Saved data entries

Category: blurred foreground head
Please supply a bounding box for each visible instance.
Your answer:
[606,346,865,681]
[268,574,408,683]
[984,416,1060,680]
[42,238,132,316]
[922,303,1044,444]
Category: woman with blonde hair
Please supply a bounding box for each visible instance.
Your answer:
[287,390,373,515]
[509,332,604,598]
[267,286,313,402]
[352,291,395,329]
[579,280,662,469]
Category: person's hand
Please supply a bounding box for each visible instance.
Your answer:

> Exercise instructions
Repeat each entry exactly as it was given.

> Problem solution
Category: blurred foreground head
Please supply a bounding box for each visible instance.
Your answer:
[606,346,865,681]
[268,574,408,683]
[984,416,1060,680]
[42,238,132,316]
[922,303,1044,444]
Category: woman with blonde hair
Please supply a bounding box for each visible instance.
Your answer:
[287,390,373,515]
[509,332,604,598]
[267,286,313,402]
[352,291,395,329]
[579,280,662,469]
Category: person's hand
Please supply a bounding box for each visible instance.
Your answer:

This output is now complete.